• [Task]
Please give back all the records exactly, but keep the pictures out.

====

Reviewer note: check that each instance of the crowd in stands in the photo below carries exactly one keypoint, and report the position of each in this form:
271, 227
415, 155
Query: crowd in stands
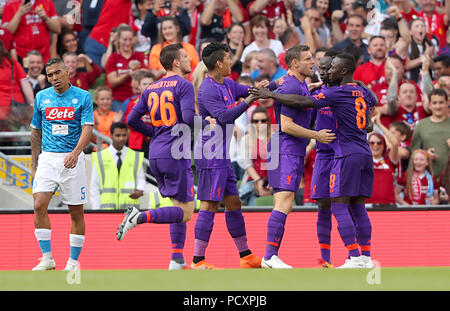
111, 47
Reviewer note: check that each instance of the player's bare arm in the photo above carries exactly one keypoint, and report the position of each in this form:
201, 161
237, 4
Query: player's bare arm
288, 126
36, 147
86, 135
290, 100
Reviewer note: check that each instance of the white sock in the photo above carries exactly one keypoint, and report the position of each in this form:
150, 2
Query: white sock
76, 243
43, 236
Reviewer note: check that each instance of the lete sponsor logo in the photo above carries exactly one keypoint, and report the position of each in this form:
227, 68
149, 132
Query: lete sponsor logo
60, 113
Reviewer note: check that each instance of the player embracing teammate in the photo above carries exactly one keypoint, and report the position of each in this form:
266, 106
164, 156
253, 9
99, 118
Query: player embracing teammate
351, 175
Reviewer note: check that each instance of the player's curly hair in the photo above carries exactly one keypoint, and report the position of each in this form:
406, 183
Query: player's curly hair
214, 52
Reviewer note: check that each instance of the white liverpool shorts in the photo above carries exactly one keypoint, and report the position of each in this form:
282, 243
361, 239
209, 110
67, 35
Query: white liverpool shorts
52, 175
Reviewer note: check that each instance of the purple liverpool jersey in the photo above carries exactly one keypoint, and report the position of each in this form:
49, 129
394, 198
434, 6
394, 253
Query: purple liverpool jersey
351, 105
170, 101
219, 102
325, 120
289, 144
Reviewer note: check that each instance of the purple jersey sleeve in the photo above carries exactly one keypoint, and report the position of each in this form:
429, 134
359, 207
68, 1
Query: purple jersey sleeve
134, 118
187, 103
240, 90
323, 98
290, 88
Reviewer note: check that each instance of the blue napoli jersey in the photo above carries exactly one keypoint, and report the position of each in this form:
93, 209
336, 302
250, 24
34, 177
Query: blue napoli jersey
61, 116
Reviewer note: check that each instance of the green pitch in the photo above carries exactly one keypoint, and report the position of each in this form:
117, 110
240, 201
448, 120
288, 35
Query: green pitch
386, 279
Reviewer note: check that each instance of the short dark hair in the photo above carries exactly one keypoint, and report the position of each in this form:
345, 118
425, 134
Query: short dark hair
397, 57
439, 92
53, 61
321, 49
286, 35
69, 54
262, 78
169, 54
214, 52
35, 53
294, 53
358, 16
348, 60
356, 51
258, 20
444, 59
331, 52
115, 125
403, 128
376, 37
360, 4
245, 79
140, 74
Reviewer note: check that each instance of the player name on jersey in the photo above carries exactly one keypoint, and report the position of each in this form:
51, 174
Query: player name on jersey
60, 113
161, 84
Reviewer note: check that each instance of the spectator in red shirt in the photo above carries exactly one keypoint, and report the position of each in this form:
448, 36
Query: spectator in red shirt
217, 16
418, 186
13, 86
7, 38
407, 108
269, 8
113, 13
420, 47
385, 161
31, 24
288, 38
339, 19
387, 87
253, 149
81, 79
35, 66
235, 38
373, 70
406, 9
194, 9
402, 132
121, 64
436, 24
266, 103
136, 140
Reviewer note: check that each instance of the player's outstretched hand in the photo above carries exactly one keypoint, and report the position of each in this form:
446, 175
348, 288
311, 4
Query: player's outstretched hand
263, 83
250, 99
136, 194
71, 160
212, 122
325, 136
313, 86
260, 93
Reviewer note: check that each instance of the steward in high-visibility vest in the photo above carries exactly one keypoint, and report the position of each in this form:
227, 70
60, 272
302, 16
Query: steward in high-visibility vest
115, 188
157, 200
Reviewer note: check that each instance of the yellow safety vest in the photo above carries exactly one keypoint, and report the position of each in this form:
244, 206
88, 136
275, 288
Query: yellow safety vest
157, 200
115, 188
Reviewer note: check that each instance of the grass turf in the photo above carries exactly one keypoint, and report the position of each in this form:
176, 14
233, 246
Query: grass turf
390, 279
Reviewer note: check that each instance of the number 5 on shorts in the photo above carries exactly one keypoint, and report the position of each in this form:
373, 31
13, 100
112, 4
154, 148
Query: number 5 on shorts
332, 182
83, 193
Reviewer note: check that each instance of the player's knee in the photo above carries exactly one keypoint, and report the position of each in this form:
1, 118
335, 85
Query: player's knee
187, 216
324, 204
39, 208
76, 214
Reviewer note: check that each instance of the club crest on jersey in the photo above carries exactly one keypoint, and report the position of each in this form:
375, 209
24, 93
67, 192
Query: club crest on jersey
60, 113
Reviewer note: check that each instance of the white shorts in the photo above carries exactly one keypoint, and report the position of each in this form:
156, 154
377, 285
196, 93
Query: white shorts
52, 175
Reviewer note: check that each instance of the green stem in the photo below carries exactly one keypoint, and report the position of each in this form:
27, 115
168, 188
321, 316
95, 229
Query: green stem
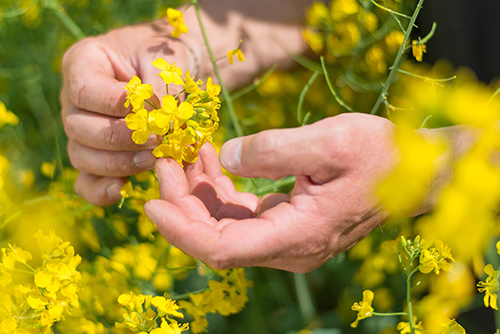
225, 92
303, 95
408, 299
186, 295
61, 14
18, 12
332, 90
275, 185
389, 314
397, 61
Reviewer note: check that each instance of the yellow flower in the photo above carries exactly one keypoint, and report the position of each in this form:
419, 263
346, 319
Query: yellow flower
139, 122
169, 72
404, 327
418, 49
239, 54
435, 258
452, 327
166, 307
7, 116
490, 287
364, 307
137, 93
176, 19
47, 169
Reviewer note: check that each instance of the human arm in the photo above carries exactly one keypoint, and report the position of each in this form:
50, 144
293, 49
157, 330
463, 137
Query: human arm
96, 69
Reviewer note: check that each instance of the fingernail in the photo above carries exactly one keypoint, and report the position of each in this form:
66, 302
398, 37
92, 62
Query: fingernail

====

• [Final answer]
Reviewer note: check that each instance of the crowd in stands in the photo below carries exactly one keypoint, and report the position of each in this form:
271, 227
415, 155
Query: crowd in stands
111, 47
Reviewer note: check that each instance of the player's bare arm in the photo above carries exactly one keypoint, and report the position of each in this form:
201, 161
237, 4
Query: player's bare arm
288, 126
36, 147
86, 135
290, 100
Reviewer note: check that each instance of the white sock in the photo above carries exactly one keypoint, and report the position of each in this form:
150, 2
Query: white sock
76, 243
43, 236
Reviewer note: check that each instance of the lete sponsor logo in the photo above carries exactly one keypoint, and report the position of each in this form:
227, 68
149, 132
Query: lete sponsor logo
60, 113
Reviewer note: check that each instance of the player embracing teammate in the photo above carries exactly one keypoint, and report the position of each in this form:
266, 106
164, 156
253, 9
99, 118
Query: player embracing teammate
351, 175
Reviewer note: check that each instance of the player's curly hair in the photo above carries exactly one keypoint, and report the position of each in this form:
406, 183
Query: player's curly hair
214, 52
Reviewer note: check that each instance of the white liverpool shorts in the photo above carries exactly one keypoint, and report the position of each in this form:
282, 243
361, 239
209, 110
67, 35
Query: white liverpool shorts
52, 175
Reviewer note: check that each instance of the purple liverpool jersey in the photo above carries exactly one keypoint, and report the position of each in this form:
49, 129
394, 198
434, 6
394, 253
Query: purple liverpool jersey
351, 105
170, 101
219, 102
325, 120
289, 144
Reviewer note: check that each instance of the purple jersey sleeve in the photo above carries exactly one keypoint, and report the position of each in this form:
429, 134
359, 207
68, 1
Query: purple jersey sleeve
134, 118
187, 103
240, 90
323, 98
290, 88
Reviewer note: check that each instance of the blue napoli jersey in the photo above carries exactly one keypoint, and report the position of each in this form:
93, 209
336, 302
250, 24
34, 177
Query: blue napoli jersey
61, 116
Reviewer note: check that each instance of the green pitch in the photo above carries exactly one keypoint, and report the position of each in this form:
117, 110
240, 201
448, 120
288, 35
Query: green pitch
386, 279
Reviewer note: check that each instance of the short dark hair in the photo above carries exactly one keypoint, and report the position of each in this form:
345, 118
425, 134
Query: short dark hair
397, 57
439, 92
53, 61
321, 49
286, 35
69, 54
262, 78
169, 54
214, 52
35, 53
294, 53
358, 16
348, 60
356, 51
258, 20
444, 59
331, 52
115, 125
403, 128
376, 37
360, 4
245, 79
140, 74
Reviewer note: check that each instance of the player name on jersey in the photo above carries exactly one keypoint, and report the position of each in this form:
51, 174
Query: player name on jersey
60, 113
161, 84
Reviewer note: check that each instance of the spectator in red shirt in the photo above carries exactly one keypoint, and report the position of each in this form:
448, 36
Query: spectator in red shirt
217, 16
418, 186
13, 86
7, 38
407, 108
269, 8
113, 13
420, 47
385, 161
31, 24
288, 38
339, 19
387, 87
253, 149
81, 79
35, 66
235, 38
373, 70
406, 9
194, 9
402, 132
121, 64
436, 24
266, 103
136, 140
Reviewer note: check that each instance of the player's outstretched hand in the photo above carries exactly one keypoint, and report the position of each in this form:
446, 175
348, 288
311, 4
Query: player's outstretched hand
263, 83
250, 99
136, 194
71, 160
212, 122
325, 136
313, 86
260, 93
Reviewer note: check that each instance of the steward in high-visibility vest in the photo above carries exactly one keypoint, and report the position of each in this form:
227, 70
60, 272
302, 16
Query: steward in high-visibility vest
115, 188
157, 200
Reviewer note: check that each instance of the yellow safety vest in the photo above carries exactly one keypoint, and report the position of each in this form:
244, 206
88, 136
275, 288
Query: yellow safety vest
157, 200
115, 188
Reviewer note: check that each instance of the grass turf in the photo above carries exactly one keypoint, and report the position of each in this form:
176, 14
233, 246
Query: grass turf
390, 279
Reviewer note: check that each instance of the number 5 on shorts in the photo above carries exactly one keypoint, and report the position of each in this form:
373, 31
13, 100
112, 4
154, 148
Query: number 5 on shorts
332, 182
83, 193
Reviewer note: check that each instance of the player's knee in the photo above carries exactly one keypoint, and report the position of each in this form:
1, 118
335, 85
Query: player's knee
187, 216
324, 204
39, 208
76, 214
Reviewer note: check that each instance of the club crest on jersey in the photo above carries exactly one keypoint, and report the position of each in this form:
375, 209
24, 93
67, 192
Query: club crest on jersey
60, 113
Reviewer note: check that each instance of the white shorts in the photo above carries exactly one keypoint, and report the position of each in this form:
156, 154
377, 285
196, 93
Query: white shorts
52, 175
Reviewer note: check that each instance of the green stem in the photo below carries exactly one keypoint, and report the position of each in this form:
27, 115
168, 188
321, 316
95, 229
Query: green stem
225, 92
303, 95
408, 299
186, 295
61, 14
18, 12
332, 90
275, 185
389, 314
397, 61
Reviewer note: check that each instance of the yellow flower in the photo above carries exactly one keypoint, and report the position of each in this form:
419, 263
346, 319
Query: yellow flower
139, 122
169, 72
404, 327
418, 49
239, 54
435, 258
452, 327
166, 307
7, 116
490, 287
364, 307
137, 93
176, 19
47, 169
Reviewer note: check that each instance of the human arm in the photo above carries exactly one keypoint, and report the position of each in this form:
50, 144
293, 49
157, 330
463, 137
Query: human arm
96, 69
Reviewer note: check that each instance of the fingernail in the photo above carries exactly one keypoint, and report the position of each in this form:
66, 302
398, 37
92, 62
Query: fingernail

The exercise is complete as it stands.